What you should do: Recast every line of the records as a numbered list, omitting any blank lines.

# Start of Records

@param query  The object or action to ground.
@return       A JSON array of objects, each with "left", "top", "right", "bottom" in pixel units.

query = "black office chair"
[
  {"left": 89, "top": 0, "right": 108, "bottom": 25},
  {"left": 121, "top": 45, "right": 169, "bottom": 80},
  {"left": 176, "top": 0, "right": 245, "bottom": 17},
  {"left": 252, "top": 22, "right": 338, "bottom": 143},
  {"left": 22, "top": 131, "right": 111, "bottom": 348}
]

# End of Records

Solution to the problem:
1. @param query  The object or action to ground.
2. @return       A JSON array of objects, each with "left", "top", "right", "bottom" in pixel units.
3. query = "black office chair"
4. [
5.   {"left": 89, "top": 0, "right": 108, "bottom": 25},
6.   {"left": 121, "top": 45, "right": 169, "bottom": 80},
7.   {"left": 176, "top": 0, "right": 245, "bottom": 17},
8.   {"left": 252, "top": 22, "right": 338, "bottom": 143},
9.   {"left": 22, "top": 131, "right": 111, "bottom": 348}
10. ]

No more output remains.